#### What this task involves:
Repeat every line of the data verbatim.

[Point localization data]

________________________________________

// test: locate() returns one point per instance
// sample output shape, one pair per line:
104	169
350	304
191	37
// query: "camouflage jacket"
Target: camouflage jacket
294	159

________________________________________

#### Expected answer:
// test: locate() returns one point per instance
// sample output shape, one pair per line:
104	169
350	304
191	37
// query: "camouflage jacket"
Target: camouflage jacket
294	159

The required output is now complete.